Task directions | From the entries below, return exactly the lines beginning at the one that contains "Target: aircraft tire" and ending at the one that contains "Target: hangar roof", both of them included, and only those lines.

(Referring expression pointing data)
------------------------------------

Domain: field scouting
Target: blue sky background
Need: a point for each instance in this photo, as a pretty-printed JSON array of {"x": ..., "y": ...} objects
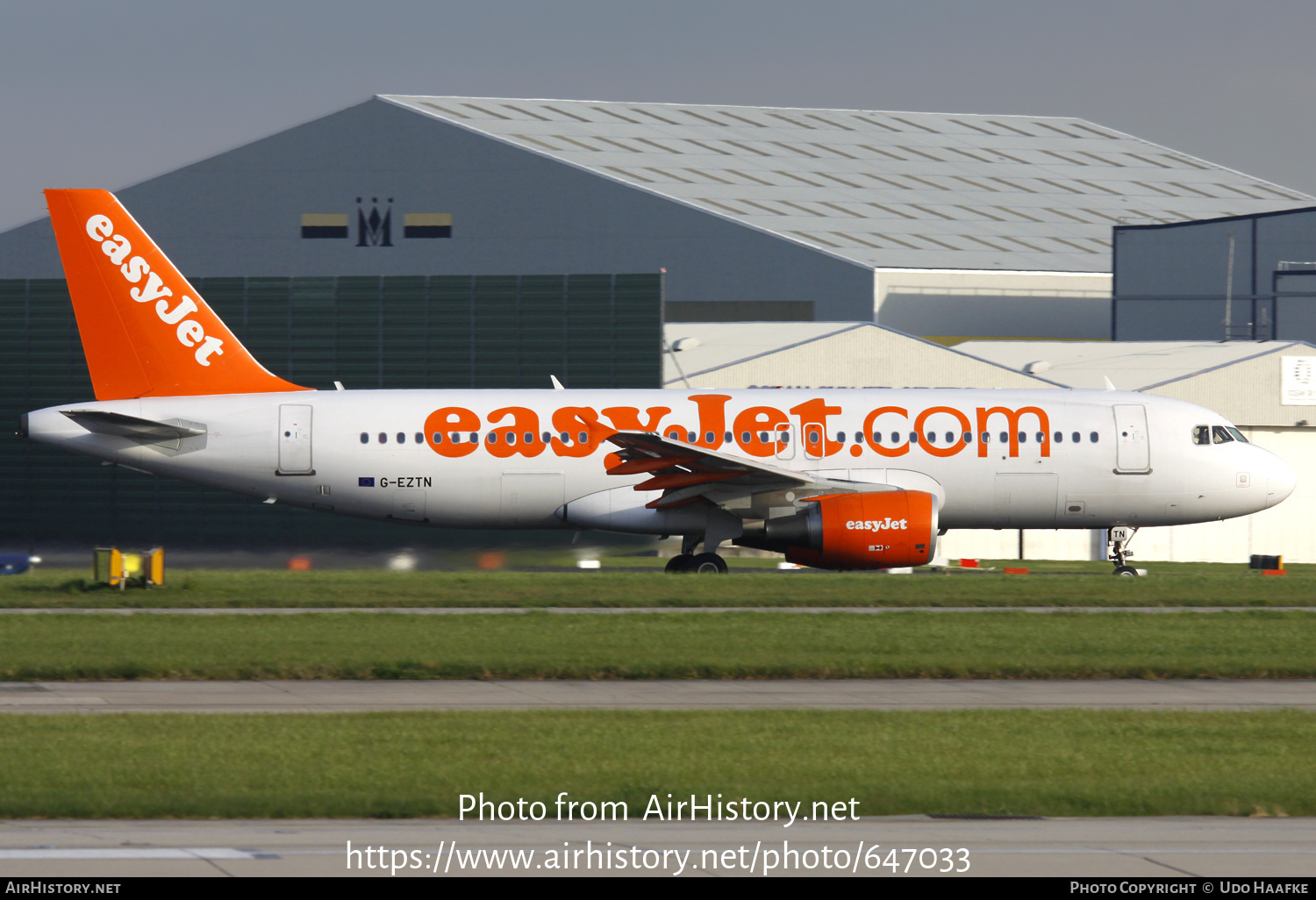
[{"x": 113, "y": 92}]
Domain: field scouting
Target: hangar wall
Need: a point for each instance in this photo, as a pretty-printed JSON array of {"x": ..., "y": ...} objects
[{"x": 1171, "y": 281}]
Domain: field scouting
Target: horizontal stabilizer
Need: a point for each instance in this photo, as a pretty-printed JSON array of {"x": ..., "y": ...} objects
[{"x": 142, "y": 431}]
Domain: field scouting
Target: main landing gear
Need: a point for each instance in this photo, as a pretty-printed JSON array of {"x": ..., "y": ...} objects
[
  {"x": 702, "y": 563},
  {"x": 1119, "y": 541}
]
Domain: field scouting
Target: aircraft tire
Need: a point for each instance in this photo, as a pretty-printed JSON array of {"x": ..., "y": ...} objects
[
  {"x": 708, "y": 563},
  {"x": 679, "y": 563}
]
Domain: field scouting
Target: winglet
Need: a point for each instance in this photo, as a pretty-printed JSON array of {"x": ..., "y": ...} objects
[{"x": 145, "y": 331}]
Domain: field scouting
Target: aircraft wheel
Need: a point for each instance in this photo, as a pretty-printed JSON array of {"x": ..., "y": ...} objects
[
  {"x": 679, "y": 563},
  {"x": 708, "y": 563}
]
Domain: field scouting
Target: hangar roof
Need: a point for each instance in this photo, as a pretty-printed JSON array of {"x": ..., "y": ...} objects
[
  {"x": 883, "y": 189},
  {"x": 1129, "y": 365}
]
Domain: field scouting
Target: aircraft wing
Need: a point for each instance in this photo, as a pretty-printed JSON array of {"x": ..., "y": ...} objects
[
  {"x": 142, "y": 431},
  {"x": 687, "y": 473}
]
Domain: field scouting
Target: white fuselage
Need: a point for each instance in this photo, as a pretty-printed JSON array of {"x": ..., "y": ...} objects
[{"x": 1134, "y": 461}]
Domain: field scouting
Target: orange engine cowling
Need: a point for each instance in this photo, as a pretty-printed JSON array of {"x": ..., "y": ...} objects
[{"x": 882, "y": 529}]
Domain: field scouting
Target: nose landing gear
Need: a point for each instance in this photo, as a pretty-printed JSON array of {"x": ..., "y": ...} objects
[{"x": 1118, "y": 542}]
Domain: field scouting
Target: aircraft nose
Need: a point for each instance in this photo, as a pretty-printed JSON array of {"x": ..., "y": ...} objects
[{"x": 1281, "y": 481}]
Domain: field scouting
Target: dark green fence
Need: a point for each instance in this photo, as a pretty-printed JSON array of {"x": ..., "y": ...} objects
[{"x": 397, "y": 332}]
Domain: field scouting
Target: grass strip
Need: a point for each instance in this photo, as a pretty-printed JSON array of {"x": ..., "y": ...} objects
[
  {"x": 1169, "y": 584},
  {"x": 416, "y": 763},
  {"x": 1255, "y": 644}
]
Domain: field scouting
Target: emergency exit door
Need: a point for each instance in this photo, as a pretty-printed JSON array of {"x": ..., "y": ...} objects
[{"x": 295, "y": 439}]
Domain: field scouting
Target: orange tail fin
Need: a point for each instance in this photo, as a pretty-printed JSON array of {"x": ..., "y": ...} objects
[{"x": 145, "y": 331}]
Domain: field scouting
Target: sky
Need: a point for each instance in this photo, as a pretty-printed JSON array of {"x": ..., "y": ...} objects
[{"x": 112, "y": 94}]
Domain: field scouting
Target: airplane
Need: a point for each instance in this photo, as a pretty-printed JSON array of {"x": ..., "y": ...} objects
[{"x": 832, "y": 478}]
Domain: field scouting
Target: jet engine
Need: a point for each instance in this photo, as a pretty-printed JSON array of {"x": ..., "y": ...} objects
[{"x": 879, "y": 529}]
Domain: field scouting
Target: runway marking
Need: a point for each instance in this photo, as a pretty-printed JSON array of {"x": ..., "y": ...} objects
[{"x": 610, "y": 611}]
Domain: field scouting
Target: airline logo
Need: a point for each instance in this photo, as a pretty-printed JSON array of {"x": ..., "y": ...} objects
[
  {"x": 765, "y": 432},
  {"x": 873, "y": 525},
  {"x": 189, "y": 332}
]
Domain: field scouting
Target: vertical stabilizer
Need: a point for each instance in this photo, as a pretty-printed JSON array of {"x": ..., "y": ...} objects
[{"x": 145, "y": 331}]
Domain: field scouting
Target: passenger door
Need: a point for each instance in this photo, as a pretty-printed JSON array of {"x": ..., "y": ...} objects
[
  {"x": 1132, "y": 452},
  {"x": 531, "y": 499},
  {"x": 295, "y": 439}
]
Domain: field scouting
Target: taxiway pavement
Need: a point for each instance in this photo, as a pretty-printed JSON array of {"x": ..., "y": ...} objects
[
  {"x": 1094, "y": 847},
  {"x": 694, "y": 694}
]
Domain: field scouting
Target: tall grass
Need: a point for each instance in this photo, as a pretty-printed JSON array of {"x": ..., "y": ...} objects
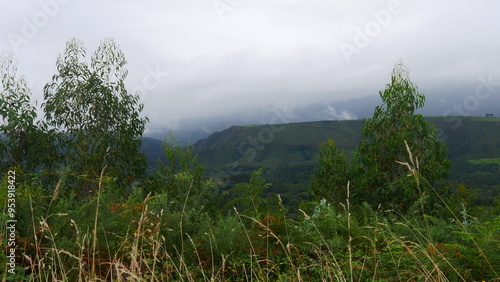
[{"x": 138, "y": 241}]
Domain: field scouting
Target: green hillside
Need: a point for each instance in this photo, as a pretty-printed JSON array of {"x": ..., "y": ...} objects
[{"x": 288, "y": 152}]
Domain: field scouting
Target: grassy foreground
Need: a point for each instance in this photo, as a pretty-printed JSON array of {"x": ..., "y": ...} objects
[{"x": 105, "y": 237}]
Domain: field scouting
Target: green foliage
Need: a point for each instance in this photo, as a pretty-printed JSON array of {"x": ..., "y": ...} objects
[
  {"x": 248, "y": 197},
  {"x": 23, "y": 142},
  {"x": 330, "y": 179},
  {"x": 393, "y": 139},
  {"x": 179, "y": 181},
  {"x": 98, "y": 121}
]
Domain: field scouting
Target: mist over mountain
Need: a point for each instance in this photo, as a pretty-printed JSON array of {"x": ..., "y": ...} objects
[{"x": 458, "y": 101}]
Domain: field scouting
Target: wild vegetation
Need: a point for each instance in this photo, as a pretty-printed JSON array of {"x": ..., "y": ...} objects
[{"x": 86, "y": 210}]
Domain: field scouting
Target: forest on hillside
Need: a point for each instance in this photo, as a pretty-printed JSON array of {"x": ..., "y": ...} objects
[{"x": 79, "y": 205}]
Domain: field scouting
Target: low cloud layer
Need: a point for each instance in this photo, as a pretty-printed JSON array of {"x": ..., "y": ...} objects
[{"x": 198, "y": 58}]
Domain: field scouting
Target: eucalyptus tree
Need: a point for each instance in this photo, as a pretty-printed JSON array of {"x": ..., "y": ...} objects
[
  {"x": 330, "y": 179},
  {"x": 398, "y": 142},
  {"x": 99, "y": 122},
  {"x": 24, "y": 141}
]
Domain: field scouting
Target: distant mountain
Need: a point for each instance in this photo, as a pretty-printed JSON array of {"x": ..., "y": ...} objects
[
  {"x": 460, "y": 101},
  {"x": 288, "y": 152}
]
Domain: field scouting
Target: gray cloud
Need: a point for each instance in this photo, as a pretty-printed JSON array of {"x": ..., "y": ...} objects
[{"x": 260, "y": 52}]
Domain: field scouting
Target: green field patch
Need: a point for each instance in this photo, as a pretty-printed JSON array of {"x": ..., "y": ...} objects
[{"x": 486, "y": 161}]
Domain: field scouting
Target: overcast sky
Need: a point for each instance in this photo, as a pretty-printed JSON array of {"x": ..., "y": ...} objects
[{"x": 195, "y": 58}]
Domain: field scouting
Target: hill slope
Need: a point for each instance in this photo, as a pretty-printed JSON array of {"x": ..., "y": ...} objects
[{"x": 288, "y": 151}]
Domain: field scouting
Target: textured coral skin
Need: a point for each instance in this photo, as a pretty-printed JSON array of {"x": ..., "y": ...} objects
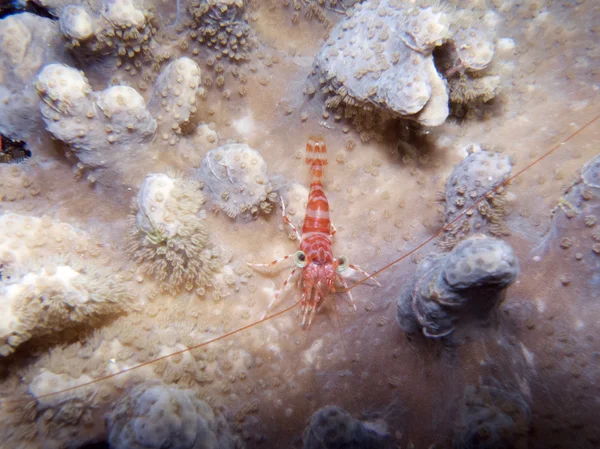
[{"x": 382, "y": 184}]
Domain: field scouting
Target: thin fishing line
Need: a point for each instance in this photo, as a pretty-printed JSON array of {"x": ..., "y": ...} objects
[
  {"x": 110, "y": 376},
  {"x": 472, "y": 208}
]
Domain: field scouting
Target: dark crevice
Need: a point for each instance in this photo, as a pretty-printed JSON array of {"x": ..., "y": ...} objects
[
  {"x": 9, "y": 7},
  {"x": 13, "y": 151}
]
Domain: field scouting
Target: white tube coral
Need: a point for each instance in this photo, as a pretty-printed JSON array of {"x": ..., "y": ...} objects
[{"x": 169, "y": 238}]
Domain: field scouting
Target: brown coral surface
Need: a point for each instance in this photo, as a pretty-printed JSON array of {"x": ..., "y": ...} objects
[{"x": 542, "y": 344}]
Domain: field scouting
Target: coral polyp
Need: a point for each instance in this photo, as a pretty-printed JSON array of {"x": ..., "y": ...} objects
[
  {"x": 169, "y": 238},
  {"x": 149, "y": 149}
]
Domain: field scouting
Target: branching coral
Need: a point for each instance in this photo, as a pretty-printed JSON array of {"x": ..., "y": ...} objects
[
  {"x": 174, "y": 98},
  {"x": 221, "y": 26},
  {"x": 380, "y": 61},
  {"x": 119, "y": 26},
  {"x": 169, "y": 238}
]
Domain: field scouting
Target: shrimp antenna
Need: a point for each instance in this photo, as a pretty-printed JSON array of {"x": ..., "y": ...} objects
[
  {"x": 473, "y": 207},
  {"x": 110, "y": 376}
]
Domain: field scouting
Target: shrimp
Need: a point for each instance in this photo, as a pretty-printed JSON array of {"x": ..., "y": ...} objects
[{"x": 320, "y": 270}]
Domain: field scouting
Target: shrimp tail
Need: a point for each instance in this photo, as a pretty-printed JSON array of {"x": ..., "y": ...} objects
[{"x": 316, "y": 157}]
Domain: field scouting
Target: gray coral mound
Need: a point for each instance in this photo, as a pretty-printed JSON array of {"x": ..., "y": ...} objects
[
  {"x": 236, "y": 178},
  {"x": 169, "y": 237},
  {"x": 576, "y": 218},
  {"x": 475, "y": 189},
  {"x": 27, "y": 43},
  {"x": 468, "y": 282},
  {"x": 334, "y": 428},
  {"x": 154, "y": 416},
  {"x": 381, "y": 58},
  {"x": 492, "y": 419}
]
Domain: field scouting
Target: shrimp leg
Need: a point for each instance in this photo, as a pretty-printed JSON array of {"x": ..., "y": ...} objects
[
  {"x": 342, "y": 281},
  {"x": 357, "y": 268},
  {"x": 277, "y": 293},
  {"x": 268, "y": 267}
]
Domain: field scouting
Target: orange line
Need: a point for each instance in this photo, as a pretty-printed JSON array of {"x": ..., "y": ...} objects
[
  {"x": 109, "y": 376},
  {"x": 472, "y": 208},
  {"x": 241, "y": 329}
]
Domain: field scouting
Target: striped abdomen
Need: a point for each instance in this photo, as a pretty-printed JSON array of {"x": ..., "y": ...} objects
[{"x": 317, "y": 225}]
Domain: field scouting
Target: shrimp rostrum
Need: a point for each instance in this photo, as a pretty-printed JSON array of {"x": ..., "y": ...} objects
[{"x": 320, "y": 271}]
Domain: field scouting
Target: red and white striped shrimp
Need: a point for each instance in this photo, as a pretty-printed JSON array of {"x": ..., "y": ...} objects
[
  {"x": 304, "y": 259},
  {"x": 320, "y": 270}
]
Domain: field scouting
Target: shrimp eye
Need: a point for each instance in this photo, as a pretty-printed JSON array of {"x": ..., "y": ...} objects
[
  {"x": 300, "y": 259},
  {"x": 342, "y": 263}
]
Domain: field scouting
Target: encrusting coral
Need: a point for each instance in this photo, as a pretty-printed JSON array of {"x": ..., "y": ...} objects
[
  {"x": 469, "y": 281},
  {"x": 381, "y": 60},
  {"x": 169, "y": 237},
  {"x": 42, "y": 295},
  {"x": 236, "y": 178},
  {"x": 577, "y": 214},
  {"x": 154, "y": 415},
  {"x": 27, "y": 43},
  {"x": 479, "y": 173},
  {"x": 93, "y": 124}
]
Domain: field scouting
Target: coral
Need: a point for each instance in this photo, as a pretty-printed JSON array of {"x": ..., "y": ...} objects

------------------------------------

Written answer |
Target: aircraft tire
Need: a point for each instance in this photo, as a pretty-printed JSON array of {"x": ..., "y": ...} objects
[
  {"x": 708, "y": 563},
  {"x": 679, "y": 563}
]
Domain: field scouting
Target: winglet
Need: a point for each instance in this photo, as a pretty-printed JSON array of {"x": ..., "y": ...} objects
[{"x": 145, "y": 331}]
Domain: field scouting
Target: aircraft wheel
Need: a point for each instance in this photo, as a pretty-printed JSON array of {"x": ..., "y": ...} objects
[
  {"x": 679, "y": 563},
  {"x": 708, "y": 563}
]
Domain: field scouting
Target: hangar roof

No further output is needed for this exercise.